WHAT THE TASK REQUIRES:
Copy word for word the lines from the first line of the items through the line that has "of the vende-se", including both of those lines.

--- BEGIN DATA LISTING ---

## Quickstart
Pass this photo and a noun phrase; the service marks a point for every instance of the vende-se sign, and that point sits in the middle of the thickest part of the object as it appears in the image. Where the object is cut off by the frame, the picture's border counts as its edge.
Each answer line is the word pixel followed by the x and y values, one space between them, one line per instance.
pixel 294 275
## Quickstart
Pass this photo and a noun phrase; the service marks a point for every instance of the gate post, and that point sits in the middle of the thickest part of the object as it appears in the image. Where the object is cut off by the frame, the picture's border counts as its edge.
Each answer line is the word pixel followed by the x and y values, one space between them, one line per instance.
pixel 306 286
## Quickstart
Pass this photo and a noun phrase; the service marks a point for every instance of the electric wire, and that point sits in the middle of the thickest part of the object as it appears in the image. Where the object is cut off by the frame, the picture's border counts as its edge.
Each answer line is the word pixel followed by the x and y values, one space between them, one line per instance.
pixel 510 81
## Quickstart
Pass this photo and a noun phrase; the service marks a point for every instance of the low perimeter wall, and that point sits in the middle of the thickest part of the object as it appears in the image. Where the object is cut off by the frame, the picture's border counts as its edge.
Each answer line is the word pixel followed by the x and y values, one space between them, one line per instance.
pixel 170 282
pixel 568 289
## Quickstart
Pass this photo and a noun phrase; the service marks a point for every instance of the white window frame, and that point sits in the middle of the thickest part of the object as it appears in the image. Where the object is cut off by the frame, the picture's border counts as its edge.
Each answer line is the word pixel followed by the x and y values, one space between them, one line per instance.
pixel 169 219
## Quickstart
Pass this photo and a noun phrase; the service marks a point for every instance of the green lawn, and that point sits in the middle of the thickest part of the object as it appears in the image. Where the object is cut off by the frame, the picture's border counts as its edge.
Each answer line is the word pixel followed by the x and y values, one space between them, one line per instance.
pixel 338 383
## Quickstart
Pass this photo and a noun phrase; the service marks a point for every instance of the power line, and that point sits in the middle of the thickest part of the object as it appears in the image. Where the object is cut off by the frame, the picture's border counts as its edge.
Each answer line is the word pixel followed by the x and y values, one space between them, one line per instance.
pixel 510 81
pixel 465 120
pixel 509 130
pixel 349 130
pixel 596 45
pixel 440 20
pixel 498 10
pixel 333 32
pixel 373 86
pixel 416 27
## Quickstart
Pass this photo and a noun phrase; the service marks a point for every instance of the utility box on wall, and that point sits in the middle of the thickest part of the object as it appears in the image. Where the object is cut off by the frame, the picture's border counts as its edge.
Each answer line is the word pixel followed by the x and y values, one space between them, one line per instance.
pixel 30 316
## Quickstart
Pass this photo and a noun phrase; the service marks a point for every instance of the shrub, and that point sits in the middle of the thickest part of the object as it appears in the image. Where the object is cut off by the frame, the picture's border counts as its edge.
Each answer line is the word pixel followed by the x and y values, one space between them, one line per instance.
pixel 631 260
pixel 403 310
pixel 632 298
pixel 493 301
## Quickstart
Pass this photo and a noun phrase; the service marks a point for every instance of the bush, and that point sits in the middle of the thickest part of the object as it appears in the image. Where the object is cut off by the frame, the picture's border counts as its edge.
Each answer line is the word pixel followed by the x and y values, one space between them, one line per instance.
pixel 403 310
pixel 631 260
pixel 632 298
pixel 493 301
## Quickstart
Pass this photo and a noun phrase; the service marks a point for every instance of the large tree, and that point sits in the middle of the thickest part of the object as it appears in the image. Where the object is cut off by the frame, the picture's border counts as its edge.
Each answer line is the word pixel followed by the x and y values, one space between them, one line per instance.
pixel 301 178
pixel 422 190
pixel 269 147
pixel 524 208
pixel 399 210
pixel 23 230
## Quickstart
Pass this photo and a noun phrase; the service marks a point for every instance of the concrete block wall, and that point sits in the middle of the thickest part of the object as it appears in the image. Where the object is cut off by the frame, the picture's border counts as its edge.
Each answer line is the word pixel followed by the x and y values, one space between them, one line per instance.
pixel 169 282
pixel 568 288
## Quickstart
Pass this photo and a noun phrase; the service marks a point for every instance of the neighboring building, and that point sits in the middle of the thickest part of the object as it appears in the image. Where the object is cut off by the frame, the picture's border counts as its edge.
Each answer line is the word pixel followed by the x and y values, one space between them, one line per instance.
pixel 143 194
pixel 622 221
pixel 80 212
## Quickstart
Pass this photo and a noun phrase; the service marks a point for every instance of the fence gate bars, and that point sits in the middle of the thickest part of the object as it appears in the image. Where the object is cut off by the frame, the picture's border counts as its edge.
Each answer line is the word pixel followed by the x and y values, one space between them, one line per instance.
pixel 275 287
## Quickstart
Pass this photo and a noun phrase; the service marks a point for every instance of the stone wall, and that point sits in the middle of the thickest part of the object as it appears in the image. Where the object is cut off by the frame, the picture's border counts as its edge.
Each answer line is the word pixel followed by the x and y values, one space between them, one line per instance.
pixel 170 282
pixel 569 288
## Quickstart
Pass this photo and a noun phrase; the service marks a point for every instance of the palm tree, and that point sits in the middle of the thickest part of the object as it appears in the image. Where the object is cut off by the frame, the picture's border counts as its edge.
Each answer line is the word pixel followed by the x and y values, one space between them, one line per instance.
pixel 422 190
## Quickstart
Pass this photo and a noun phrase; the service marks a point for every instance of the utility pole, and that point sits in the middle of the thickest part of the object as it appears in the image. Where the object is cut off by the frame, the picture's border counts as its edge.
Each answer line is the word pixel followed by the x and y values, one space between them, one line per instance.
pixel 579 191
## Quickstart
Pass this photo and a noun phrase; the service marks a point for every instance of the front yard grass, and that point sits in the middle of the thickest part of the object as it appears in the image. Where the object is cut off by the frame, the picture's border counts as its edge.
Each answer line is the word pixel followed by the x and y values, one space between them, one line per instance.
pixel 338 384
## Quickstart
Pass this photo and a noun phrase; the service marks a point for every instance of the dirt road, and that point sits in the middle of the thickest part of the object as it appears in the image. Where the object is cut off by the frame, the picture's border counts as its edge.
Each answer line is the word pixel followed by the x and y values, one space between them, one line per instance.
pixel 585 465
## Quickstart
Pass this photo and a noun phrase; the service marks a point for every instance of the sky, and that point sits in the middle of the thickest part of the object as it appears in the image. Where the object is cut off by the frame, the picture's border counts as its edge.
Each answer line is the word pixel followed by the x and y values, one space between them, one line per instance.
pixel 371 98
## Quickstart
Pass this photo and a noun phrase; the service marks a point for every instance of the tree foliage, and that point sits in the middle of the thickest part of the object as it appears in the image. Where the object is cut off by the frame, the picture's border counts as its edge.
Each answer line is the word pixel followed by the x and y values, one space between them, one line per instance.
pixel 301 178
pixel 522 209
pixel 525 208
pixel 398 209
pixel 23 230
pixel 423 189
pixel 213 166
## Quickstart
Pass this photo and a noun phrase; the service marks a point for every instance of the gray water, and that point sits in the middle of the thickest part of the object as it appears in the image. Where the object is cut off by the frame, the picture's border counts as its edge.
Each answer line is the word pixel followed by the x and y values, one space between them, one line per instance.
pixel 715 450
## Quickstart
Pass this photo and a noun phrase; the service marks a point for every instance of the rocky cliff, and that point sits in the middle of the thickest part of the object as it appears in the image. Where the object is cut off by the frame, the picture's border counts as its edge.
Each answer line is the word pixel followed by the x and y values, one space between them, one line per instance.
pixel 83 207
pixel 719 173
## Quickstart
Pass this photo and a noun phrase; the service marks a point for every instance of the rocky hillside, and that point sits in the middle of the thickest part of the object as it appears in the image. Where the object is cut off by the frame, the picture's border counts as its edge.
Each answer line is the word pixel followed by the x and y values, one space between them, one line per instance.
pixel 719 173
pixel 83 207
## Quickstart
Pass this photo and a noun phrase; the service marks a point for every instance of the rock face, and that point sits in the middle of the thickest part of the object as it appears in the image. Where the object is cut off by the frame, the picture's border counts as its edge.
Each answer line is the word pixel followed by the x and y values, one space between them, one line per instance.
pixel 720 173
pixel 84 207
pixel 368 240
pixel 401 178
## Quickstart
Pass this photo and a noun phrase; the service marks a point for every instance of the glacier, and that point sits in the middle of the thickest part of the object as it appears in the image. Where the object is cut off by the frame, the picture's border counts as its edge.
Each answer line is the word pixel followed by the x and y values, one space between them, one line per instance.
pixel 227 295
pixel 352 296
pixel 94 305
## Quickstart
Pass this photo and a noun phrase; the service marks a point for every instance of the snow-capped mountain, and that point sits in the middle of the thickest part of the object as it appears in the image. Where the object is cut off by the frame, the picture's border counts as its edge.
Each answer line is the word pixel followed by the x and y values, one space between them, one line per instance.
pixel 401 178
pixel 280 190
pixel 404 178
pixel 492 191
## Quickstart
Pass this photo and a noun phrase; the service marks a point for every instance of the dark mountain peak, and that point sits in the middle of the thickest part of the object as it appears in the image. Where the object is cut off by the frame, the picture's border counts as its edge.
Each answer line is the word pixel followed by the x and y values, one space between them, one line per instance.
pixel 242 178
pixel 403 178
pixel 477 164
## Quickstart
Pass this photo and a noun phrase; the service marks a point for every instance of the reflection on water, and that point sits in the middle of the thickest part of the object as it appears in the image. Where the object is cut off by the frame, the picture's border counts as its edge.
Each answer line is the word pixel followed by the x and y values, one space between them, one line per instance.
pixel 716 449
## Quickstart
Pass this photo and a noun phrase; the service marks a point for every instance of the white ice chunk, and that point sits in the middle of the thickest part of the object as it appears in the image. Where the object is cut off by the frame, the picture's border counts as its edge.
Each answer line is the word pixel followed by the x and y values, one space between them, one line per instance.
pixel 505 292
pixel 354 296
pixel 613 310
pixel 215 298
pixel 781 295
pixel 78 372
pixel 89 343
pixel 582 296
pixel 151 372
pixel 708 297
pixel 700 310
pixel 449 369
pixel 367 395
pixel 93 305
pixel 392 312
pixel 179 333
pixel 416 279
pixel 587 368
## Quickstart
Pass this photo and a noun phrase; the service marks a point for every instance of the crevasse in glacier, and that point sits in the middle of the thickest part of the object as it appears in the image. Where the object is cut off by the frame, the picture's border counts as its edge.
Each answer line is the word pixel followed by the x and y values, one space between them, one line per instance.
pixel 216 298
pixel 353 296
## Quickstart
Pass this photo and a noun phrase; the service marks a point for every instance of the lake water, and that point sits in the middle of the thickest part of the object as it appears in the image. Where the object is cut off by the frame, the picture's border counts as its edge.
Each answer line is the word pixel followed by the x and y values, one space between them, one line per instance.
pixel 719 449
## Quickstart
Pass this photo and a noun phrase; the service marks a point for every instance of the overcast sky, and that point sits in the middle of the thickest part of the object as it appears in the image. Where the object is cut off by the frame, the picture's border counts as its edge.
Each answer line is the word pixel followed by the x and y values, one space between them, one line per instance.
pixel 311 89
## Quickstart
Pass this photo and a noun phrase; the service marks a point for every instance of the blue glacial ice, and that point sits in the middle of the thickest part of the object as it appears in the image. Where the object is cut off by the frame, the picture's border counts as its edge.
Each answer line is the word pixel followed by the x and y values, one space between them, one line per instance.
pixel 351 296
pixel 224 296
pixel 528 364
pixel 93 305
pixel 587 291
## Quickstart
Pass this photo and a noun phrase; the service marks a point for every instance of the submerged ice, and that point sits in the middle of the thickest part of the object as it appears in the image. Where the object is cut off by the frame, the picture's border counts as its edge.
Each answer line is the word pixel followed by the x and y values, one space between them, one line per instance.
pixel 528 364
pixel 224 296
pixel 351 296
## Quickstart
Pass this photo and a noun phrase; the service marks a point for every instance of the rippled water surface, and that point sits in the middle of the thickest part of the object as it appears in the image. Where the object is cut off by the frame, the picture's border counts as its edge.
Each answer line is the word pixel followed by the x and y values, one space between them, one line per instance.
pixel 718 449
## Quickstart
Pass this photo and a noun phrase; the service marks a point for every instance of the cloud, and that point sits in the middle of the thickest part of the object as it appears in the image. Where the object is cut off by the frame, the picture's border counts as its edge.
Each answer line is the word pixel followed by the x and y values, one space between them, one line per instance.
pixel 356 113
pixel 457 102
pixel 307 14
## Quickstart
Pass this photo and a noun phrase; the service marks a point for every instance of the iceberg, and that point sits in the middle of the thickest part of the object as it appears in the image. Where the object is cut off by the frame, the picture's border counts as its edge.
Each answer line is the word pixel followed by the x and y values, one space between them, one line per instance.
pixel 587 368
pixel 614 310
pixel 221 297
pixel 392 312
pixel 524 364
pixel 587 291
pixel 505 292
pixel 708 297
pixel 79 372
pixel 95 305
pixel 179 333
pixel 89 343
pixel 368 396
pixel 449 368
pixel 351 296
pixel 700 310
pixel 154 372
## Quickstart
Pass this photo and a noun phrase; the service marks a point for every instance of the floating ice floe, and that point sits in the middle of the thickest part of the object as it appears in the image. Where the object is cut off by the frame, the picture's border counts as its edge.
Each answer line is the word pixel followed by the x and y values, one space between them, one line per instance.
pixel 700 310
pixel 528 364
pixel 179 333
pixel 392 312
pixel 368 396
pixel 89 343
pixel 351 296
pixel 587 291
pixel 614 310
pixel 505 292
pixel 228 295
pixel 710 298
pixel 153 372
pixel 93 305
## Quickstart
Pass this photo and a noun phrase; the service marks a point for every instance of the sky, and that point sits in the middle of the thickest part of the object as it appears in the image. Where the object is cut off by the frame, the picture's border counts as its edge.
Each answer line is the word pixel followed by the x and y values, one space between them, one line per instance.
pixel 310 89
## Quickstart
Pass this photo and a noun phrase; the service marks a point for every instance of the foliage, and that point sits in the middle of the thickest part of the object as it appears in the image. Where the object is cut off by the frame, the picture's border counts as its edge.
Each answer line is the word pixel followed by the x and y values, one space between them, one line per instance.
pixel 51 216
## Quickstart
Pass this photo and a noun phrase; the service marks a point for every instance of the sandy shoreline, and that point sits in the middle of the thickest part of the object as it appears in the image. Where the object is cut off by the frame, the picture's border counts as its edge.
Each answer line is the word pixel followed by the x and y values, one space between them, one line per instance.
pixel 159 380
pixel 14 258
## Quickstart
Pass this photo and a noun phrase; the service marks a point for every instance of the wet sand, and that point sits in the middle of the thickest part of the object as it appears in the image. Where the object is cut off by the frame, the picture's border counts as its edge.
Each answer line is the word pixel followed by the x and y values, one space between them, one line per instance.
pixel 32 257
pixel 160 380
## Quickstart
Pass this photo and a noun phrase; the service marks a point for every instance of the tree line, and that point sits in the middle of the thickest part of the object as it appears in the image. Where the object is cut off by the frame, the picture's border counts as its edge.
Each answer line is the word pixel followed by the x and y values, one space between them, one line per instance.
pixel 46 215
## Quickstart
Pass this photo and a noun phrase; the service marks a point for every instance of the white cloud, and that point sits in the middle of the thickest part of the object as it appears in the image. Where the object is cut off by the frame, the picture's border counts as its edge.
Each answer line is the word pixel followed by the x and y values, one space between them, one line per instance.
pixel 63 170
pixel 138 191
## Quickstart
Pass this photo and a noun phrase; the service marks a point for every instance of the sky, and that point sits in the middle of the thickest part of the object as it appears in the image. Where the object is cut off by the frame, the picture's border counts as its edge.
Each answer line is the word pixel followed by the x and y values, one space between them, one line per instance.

--- END DATA LISTING ---

CORRECT ANSWER:
## Quickstart
Pass this photo and a noun phrase; the service marks a point for every instance of the vende-se sign, and that point sits in the middle of the thickest part of the object as it appears in the image. Where the object is cut off by the frame, the picture's border counts as its edge.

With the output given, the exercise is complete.